§ Actions to take:
A. Print the passage of the Reddit newsletter post starting with "I started a" and going on through "try it together.".
B. From the Reddit newsletter post, list every example challenge it gives for the 52 Tiny Challenges.

§ Text passage:
□ □ □ □ □ □ □
9
15 Comments

How I Used Reddit to Double My Newsletter Subscribers

Reddit is an excellent place for two things:

1 - Getting a massive amount of traffic from a viral post

It requires many things to happen. The perfect post with the perfect title on the perfect subreddit and a bit of luck. That's hard to do, and even people who have done it before can't do it again. It's not easy.

2 - Getting your first customers/subscribers and validate your ideas

This is for everyone. You don't need any luck. Just to know a little bit about Reddit and find the best approach to follow.

For the last couple of months, I've spent hours analyzing what works and what doesn't on Reddit—trying to understand the magic behind promoting while adding value to the platform.

Today I want to tell you how I applied the second approach to validate an idea and how I doubled my email subscribers so you can do the same.

Some Context

I started a newsletter 15 days ago. The newsletter is about my path to freedom. My learnings, what works, and what doesn’t work. Having freedom includes money, an important piece, a good lifestyle, traveling, cooking, reading, writing, drinking good coffee, etc.

So as a part of my newsletter, I wanted to have something fun to do and share and wrote this:

52 Tiny Challenges to Try Something New Every Week in 2021

The purpose is to include every week one thing that I will explore and share with my subscribers on the newsletter to try it together.

Things like: Meditation for one hour during a week, not drinking coffee for an entire week(this is something I definitely do not want to do…), or walk 20K steps every day for 7 days.

I want to do it because I want to improve and try new things. Maybe something feels amazing, and I can add it to my daily routines.

But I also wanted to have something concrete to share on Reddit.

If instead of this, I try to share something like: Join my newsletter… that’d be spam. It doesn’t offer anything.

Sharing a link without any context, benefit, or value for the reader will never work.

So once I had the short article written, I entered Reddit and shared it inside a post, like this:

post

I created 4 more posts, but I didn't publish them at the same time. I did it slowly, with a couple of days of difference between them, and I changed the title and the copy a bit.
□ □ □ □ □ □ □
§ Records provided:
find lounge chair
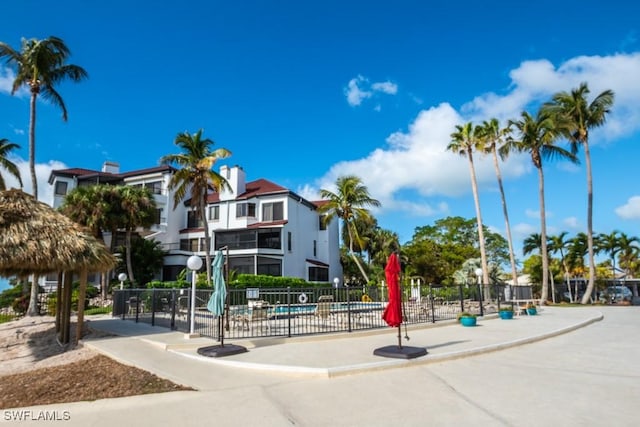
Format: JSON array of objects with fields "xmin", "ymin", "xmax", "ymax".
[{"xmin": 314, "ymin": 295, "xmax": 333, "ymax": 324}]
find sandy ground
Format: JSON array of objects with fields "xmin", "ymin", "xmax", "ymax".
[
  {"xmin": 0, "ymin": 316, "xmax": 110, "ymax": 375},
  {"xmin": 0, "ymin": 317, "xmax": 189, "ymax": 409}
]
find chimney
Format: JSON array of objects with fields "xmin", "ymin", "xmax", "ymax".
[{"xmin": 102, "ymin": 161, "xmax": 120, "ymax": 174}]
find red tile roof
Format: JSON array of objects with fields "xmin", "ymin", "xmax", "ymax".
[{"xmin": 207, "ymin": 178, "xmax": 289, "ymax": 203}]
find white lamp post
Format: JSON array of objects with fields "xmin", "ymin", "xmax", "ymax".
[{"xmin": 187, "ymin": 255, "xmax": 202, "ymax": 335}]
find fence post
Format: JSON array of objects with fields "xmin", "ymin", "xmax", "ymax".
[{"xmin": 287, "ymin": 286, "xmax": 291, "ymax": 338}]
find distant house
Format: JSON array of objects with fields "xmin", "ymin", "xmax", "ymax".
[{"xmin": 49, "ymin": 162, "xmax": 342, "ymax": 288}]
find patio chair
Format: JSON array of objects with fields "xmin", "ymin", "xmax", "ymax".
[
  {"xmin": 314, "ymin": 295, "xmax": 333, "ymax": 324},
  {"xmin": 233, "ymin": 301, "xmax": 271, "ymax": 333}
]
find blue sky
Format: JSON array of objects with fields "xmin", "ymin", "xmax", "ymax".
[{"xmin": 0, "ymin": 0, "xmax": 640, "ymax": 278}]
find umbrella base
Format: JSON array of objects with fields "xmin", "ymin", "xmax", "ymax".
[
  {"xmin": 373, "ymin": 345, "xmax": 427, "ymax": 359},
  {"xmin": 198, "ymin": 344, "xmax": 247, "ymax": 357}
]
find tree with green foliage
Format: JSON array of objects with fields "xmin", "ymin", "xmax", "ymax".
[
  {"xmin": 447, "ymin": 122, "xmax": 489, "ymax": 286},
  {"xmin": 543, "ymin": 83, "xmax": 614, "ymax": 304},
  {"xmin": 318, "ymin": 175, "xmax": 380, "ymax": 283},
  {"xmin": 0, "ymin": 36, "xmax": 88, "ymax": 199},
  {"xmin": 0, "ymin": 138, "xmax": 22, "ymax": 191},
  {"xmin": 480, "ymin": 118, "xmax": 518, "ymax": 290},
  {"xmin": 160, "ymin": 129, "xmax": 231, "ymax": 283},
  {"xmin": 118, "ymin": 185, "xmax": 156, "ymax": 285},
  {"xmin": 118, "ymin": 236, "xmax": 166, "ymax": 287},
  {"xmin": 509, "ymin": 110, "xmax": 578, "ymax": 302}
]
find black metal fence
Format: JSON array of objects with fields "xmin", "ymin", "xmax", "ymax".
[{"xmin": 113, "ymin": 285, "xmax": 515, "ymax": 340}]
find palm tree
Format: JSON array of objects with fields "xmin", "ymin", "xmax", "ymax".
[
  {"xmin": 118, "ymin": 185, "xmax": 156, "ymax": 284},
  {"xmin": 0, "ymin": 36, "xmax": 88, "ymax": 201},
  {"xmin": 543, "ymin": 83, "xmax": 614, "ymax": 304},
  {"xmin": 318, "ymin": 175, "xmax": 380, "ymax": 283},
  {"xmin": 160, "ymin": 129, "xmax": 231, "ymax": 283},
  {"xmin": 509, "ymin": 111, "xmax": 578, "ymax": 303},
  {"xmin": 549, "ymin": 231, "xmax": 573, "ymax": 302},
  {"xmin": 447, "ymin": 122, "xmax": 490, "ymax": 286},
  {"xmin": 480, "ymin": 118, "xmax": 518, "ymax": 285},
  {"xmin": 0, "ymin": 138, "xmax": 22, "ymax": 190}
]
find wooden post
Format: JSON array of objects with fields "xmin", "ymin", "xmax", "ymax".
[{"xmin": 75, "ymin": 268, "xmax": 87, "ymax": 345}]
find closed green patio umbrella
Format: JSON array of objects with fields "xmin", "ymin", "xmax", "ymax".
[{"xmin": 207, "ymin": 250, "xmax": 227, "ymax": 316}]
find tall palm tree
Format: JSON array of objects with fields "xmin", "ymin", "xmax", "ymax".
[
  {"xmin": 0, "ymin": 138, "xmax": 22, "ymax": 190},
  {"xmin": 60, "ymin": 184, "xmax": 115, "ymax": 299},
  {"xmin": 318, "ymin": 175, "xmax": 380, "ymax": 283},
  {"xmin": 160, "ymin": 129, "xmax": 231, "ymax": 283},
  {"xmin": 447, "ymin": 122, "xmax": 490, "ymax": 286},
  {"xmin": 549, "ymin": 231, "xmax": 573, "ymax": 302},
  {"xmin": 509, "ymin": 110, "xmax": 578, "ymax": 303},
  {"xmin": 480, "ymin": 118, "xmax": 518, "ymax": 285},
  {"xmin": 0, "ymin": 36, "xmax": 88, "ymax": 199},
  {"xmin": 543, "ymin": 83, "xmax": 614, "ymax": 304}
]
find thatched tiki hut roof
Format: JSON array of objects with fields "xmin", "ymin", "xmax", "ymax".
[{"xmin": 0, "ymin": 189, "xmax": 117, "ymax": 344}]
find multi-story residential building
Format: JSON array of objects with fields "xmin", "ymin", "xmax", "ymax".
[{"xmin": 49, "ymin": 162, "xmax": 342, "ymax": 288}]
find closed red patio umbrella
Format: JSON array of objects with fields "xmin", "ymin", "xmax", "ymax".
[
  {"xmin": 382, "ymin": 252, "xmax": 402, "ymax": 328},
  {"xmin": 373, "ymin": 252, "xmax": 427, "ymax": 359}
]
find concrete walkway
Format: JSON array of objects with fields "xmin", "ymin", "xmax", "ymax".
[
  {"xmin": 7, "ymin": 307, "xmax": 640, "ymax": 427},
  {"xmin": 86, "ymin": 308, "xmax": 602, "ymax": 382}
]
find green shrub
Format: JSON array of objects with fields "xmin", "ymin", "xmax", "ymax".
[{"xmin": 84, "ymin": 306, "xmax": 112, "ymax": 316}]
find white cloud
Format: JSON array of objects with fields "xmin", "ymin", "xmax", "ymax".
[
  {"xmin": 562, "ymin": 216, "xmax": 583, "ymax": 230},
  {"xmin": 371, "ymin": 81, "xmax": 398, "ymax": 95},
  {"xmin": 524, "ymin": 209, "xmax": 540, "ymax": 219},
  {"xmin": 328, "ymin": 53, "xmax": 640, "ymax": 222},
  {"xmin": 344, "ymin": 75, "xmax": 398, "ymax": 106},
  {"xmin": 344, "ymin": 76, "xmax": 373, "ymax": 107},
  {"xmin": 0, "ymin": 157, "xmax": 68, "ymax": 205},
  {"xmin": 615, "ymin": 196, "xmax": 640, "ymax": 219}
]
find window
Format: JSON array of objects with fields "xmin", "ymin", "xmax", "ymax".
[
  {"xmin": 258, "ymin": 229, "xmax": 281, "ymax": 249},
  {"xmin": 309, "ymin": 267, "xmax": 329, "ymax": 282},
  {"xmin": 262, "ymin": 202, "xmax": 284, "ymax": 222},
  {"xmin": 236, "ymin": 203, "xmax": 256, "ymax": 218},
  {"xmin": 318, "ymin": 215, "xmax": 327, "ymax": 230},
  {"xmin": 144, "ymin": 181, "xmax": 162, "ymax": 194},
  {"xmin": 209, "ymin": 205, "xmax": 220, "ymax": 221},
  {"xmin": 258, "ymin": 257, "xmax": 282, "ymax": 276},
  {"xmin": 180, "ymin": 239, "xmax": 199, "ymax": 252},
  {"xmin": 187, "ymin": 210, "xmax": 203, "ymax": 228},
  {"xmin": 215, "ymin": 228, "xmax": 282, "ymax": 250},
  {"xmin": 56, "ymin": 181, "xmax": 68, "ymax": 196},
  {"xmin": 229, "ymin": 256, "xmax": 255, "ymax": 274}
]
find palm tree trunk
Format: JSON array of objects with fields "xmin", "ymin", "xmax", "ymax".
[
  {"xmin": 29, "ymin": 90, "xmax": 38, "ymax": 200},
  {"xmin": 538, "ymin": 167, "xmax": 549, "ymax": 304},
  {"xmin": 125, "ymin": 228, "xmax": 136, "ymax": 287},
  {"xmin": 27, "ymin": 89, "xmax": 39, "ymax": 316},
  {"xmin": 491, "ymin": 147, "xmax": 518, "ymax": 286},
  {"xmin": 580, "ymin": 141, "xmax": 596, "ymax": 304},
  {"xmin": 468, "ymin": 150, "xmax": 489, "ymax": 288},
  {"xmin": 345, "ymin": 221, "xmax": 369, "ymax": 284}
]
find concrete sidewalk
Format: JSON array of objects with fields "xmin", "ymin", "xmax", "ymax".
[{"xmin": 84, "ymin": 307, "xmax": 603, "ymax": 389}]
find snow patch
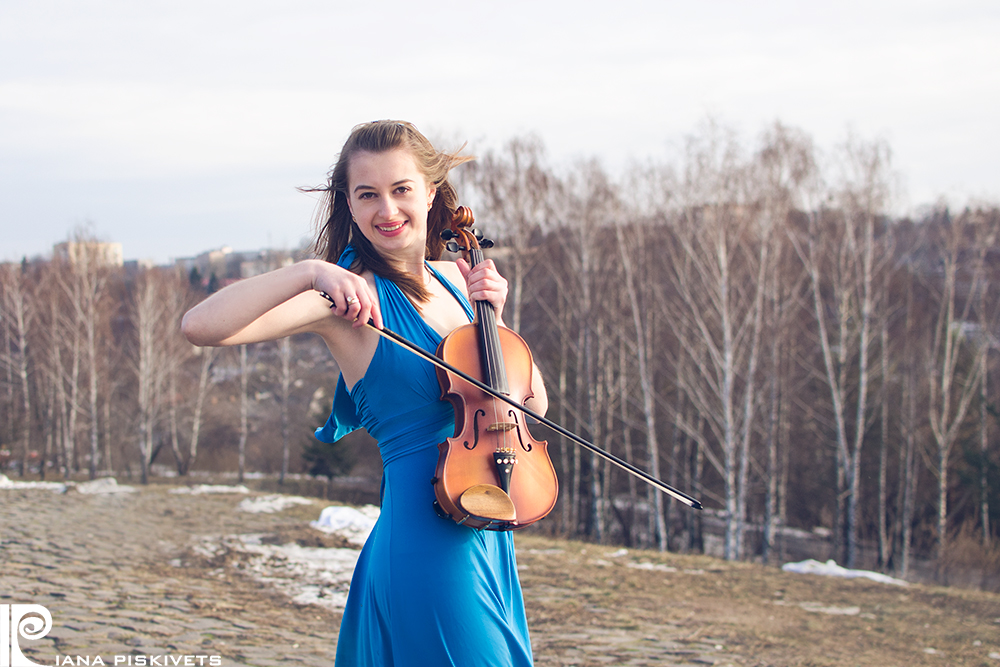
□ □ □ □ □ □ □
§ Answers per task:
A.
I started a newsletter 15 days ago. The newsletter is about my path to freedom. My learnings, what works, and what doesn’t work. Having freedom includes money, an important piece, a good lifestyle, traveling, cooking, reading, writing, drinking good coffee, etc.

So as a part of my newsletter, I wanted to have something fun to do and share and wrote this:

52 Tiny Challenges to Try Something New Every Week in 2021

The purpose is to include every week one thing that I will explore and share with my subscribers on the newsletter to try it together.

B.
- Meditation for one hour during a week
- Not drinking coffee for an entire week
- Walk 20K steps every day for 7 days